##### Rows

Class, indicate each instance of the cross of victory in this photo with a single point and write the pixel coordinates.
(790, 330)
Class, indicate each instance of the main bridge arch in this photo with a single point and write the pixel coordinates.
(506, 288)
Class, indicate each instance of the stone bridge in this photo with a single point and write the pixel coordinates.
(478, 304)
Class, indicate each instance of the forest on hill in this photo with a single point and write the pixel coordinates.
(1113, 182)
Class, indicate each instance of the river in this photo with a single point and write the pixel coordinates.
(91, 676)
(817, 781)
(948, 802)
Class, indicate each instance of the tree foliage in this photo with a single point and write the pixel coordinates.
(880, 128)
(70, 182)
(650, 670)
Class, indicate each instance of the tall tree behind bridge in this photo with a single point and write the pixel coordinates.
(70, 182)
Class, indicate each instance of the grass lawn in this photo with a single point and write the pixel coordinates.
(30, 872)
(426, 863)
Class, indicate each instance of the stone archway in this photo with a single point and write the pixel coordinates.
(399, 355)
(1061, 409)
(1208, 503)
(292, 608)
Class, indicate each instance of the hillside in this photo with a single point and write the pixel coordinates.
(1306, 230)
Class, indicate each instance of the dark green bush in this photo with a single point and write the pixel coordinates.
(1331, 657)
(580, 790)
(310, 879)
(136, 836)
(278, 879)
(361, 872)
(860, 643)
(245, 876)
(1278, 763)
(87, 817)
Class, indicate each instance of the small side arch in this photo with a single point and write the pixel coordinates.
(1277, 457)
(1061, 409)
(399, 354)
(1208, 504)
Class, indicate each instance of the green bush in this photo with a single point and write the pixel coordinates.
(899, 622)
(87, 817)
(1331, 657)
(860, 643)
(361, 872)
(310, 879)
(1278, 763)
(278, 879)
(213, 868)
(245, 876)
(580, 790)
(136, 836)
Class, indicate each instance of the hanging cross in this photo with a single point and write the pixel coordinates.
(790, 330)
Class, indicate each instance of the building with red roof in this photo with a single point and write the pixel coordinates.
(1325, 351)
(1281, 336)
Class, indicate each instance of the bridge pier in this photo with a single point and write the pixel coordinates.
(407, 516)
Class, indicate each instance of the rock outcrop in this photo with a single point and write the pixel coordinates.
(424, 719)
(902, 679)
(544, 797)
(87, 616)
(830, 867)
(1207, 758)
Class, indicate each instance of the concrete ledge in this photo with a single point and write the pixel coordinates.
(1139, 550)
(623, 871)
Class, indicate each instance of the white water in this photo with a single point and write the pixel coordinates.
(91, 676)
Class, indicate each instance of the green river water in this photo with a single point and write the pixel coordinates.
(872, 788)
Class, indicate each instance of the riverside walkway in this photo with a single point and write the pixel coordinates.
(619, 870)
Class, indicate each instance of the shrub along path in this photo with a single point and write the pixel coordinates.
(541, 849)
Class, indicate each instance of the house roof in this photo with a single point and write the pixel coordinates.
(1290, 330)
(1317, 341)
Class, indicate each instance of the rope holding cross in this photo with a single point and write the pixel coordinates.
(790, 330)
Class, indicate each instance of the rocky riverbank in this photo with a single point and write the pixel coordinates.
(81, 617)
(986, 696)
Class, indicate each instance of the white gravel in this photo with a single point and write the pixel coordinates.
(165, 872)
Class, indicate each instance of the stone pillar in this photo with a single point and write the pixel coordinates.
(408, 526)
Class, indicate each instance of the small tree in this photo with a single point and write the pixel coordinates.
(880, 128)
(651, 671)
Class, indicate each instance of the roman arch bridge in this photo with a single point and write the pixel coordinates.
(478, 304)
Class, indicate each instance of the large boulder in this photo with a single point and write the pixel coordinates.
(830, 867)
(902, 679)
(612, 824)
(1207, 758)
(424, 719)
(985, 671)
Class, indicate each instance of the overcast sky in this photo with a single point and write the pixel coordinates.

##########

What the task requires — Would you print all of the data above again, word for word, with nothing changed?

Exercise solution —
Class, indicate each instance of the cross of victory in this photo with a single point and write the pixel coordinates.
(790, 330)
Class, indicate each instance of the main bridge arch in this photo with a single point and write the pixel coordinates.
(506, 288)
Class, indicate each instance of the stone bridge in this photo with a single point and write the pixel coordinates.
(478, 304)
Class, indicate each instance of the forest on hill in this photo with a single point and write the pixel coordinates.
(1113, 182)
Class, indicate each instance of the river in this photo with a single point and write the pixel coordinates.
(91, 676)
(817, 781)
(948, 802)
Class, indicate each instance of the tree foliage in this photo with a single point and write the pixel coordinates.
(880, 128)
(70, 182)
(650, 670)
Class, indicate each instance of the tall tree behind bridge in this photo with a single point and write the pixel coordinates.
(70, 182)
Class, indicate each instance of the grass lawn in this photo with a single point and write the pixel coordinates.
(30, 872)
(426, 863)
Class, indicate each instance of the stone archway in this photo with a single point and write the pixel coordinates.
(399, 355)
(1061, 409)
(1208, 503)
(292, 608)
Class, indicate each instance of the hillside in this photo with a single point and write the pixel coordinates.
(1306, 230)
Class, indicate each instance of the dark green bush in this photo with a single point and write the pixel coordinates.
(1331, 657)
(580, 790)
(310, 879)
(136, 836)
(278, 879)
(361, 872)
(860, 643)
(245, 876)
(1278, 763)
(87, 817)
Class, indicate each instance of the small side arch in this photo with a single point and write the pixel coordinates.
(1277, 457)
(1061, 409)
(399, 354)
(1208, 504)
Class, indicate each instance of the green bush in this photo with a single point and write the pixel coordinates.
(899, 622)
(87, 817)
(1331, 657)
(860, 643)
(361, 872)
(310, 879)
(1278, 763)
(278, 879)
(213, 868)
(245, 876)
(580, 790)
(136, 836)
Class, indicate each instance of the hanging cross in this photo with a single point and write the pixel coordinates.
(790, 330)
Class, indicate each instance of the building with red roof in this photo with a single point and write the pixel coordinates.
(1325, 351)
(1281, 336)
Class, indicate each instance of the bridge pier in this photo with a single point and write the pixel coordinates.
(407, 516)
Class, indicate each instance of the rock outcrop in this photo with a single point and write the pixel coordinates.
(424, 719)
(902, 679)
(544, 797)
(87, 616)
(830, 867)
(1207, 758)
Class, indicate each instance of the concrete ledge in this photo with a single point and write the pixel coordinates.
(1139, 550)
(623, 871)
Class, indicate each instance of the white water in this photo with a single point and write the pixel coordinates.
(91, 676)
Class, indicate each instance of the green river water in this photo with a single point and write the pixel coordinates.
(872, 788)
Class, indicate each instance of the riverside walkway in this photo with a single point and write the pixel coordinates.
(619, 870)
Class, indicate each instance of the shrub along path in this photo with a single point and write the pixel coordinates.
(541, 849)
Class, indicate each instance of the house roof in this photo with a single point and write the pixel coordinates.
(1290, 330)
(1317, 341)
Class, indicate each instance of the rope holding cross in this photo with a single point and write the pixel coordinates.
(790, 330)
Class, indicate each instance of the rocky riverbank in this photo with a single point and write the pixel coordinates.
(81, 617)
(986, 696)
Class, indicate each instance of the white gravel in this photo with a single point and write the pixel coordinates.
(165, 872)
Class, indicate each instance of the stone pillar in this photo with a single point and write the pixel coordinates.
(408, 526)
Class, indicate each instance of the small tree in this photo with a single point and write the pixel coordinates.
(880, 128)
(651, 671)
Class, indicate each instance of the roman arch bridge in this photo with a single point and write the pixel coordinates.
(478, 304)
Class, indicate each instance of the large boulder in this photo with a single point and write the pixel coordinates.
(830, 867)
(902, 679)
(612, 824)
(1207, 758)
(424, 719)
(985, 671)
Class, indicate each instance of the overcast sky in this photo with a single point and write the pixel coordinates.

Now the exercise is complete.